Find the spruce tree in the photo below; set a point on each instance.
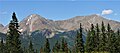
(56, 48)
(103, 38)
(97, 38)
(47, 46)
(13, 43)
(118, 41)
(90, 42)
(79, 43)
(2, 46)
(109, 34)
(41, 50)
(30, 49)
(64, 46)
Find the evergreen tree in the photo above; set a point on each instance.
(2, 46)
(90, 43)
(64, 46)
(56, 48)
(30, 49)
(118, 41)
(97, 38)
(103, 38)
(79, 41)
(41, 50)
(109, 34)
(13, 43)
(47, 46)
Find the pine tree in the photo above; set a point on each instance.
(41, 50)
(56, 48)
(97, 38)
(79, 41)
(103, 38)
(90, 43)
(30, 49)
(109, 34)
(2, 46)
(118, 41)
(13, 42)
(64, 46)
(47, 46)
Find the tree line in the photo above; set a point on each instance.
(100, 39)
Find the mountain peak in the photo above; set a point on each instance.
(1, 25)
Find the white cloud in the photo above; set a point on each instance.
(107, 11)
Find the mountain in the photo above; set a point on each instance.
(36, 28)
(35, 22)
(73, 23)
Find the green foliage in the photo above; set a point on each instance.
(79, 44)
(2, 46)
(64, 46)
(56, 48)
(47, 46)
(30, 49)
(13, 43)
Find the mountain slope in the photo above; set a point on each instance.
(36, 22)
(73, 23)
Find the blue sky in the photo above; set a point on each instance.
(59, 9)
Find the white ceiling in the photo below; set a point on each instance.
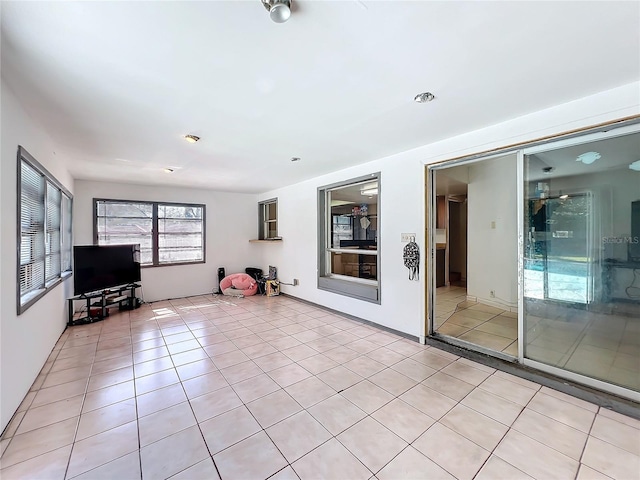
(116, 84)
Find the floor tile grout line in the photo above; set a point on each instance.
(407, 356)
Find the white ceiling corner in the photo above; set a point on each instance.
(116, 84)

## WHAT YOU NEED TO DO
Reproduce, with no other lines, the one containing "Find the floor" and all lines after it through the end of the data above.

## OUTPUT OF THE TASK
Find the floor tile grout line in the photo above; set a point on each instance.
(407, 356)
Find the white ceiling corner in the photo above; set a point on each instance.
(116, 84)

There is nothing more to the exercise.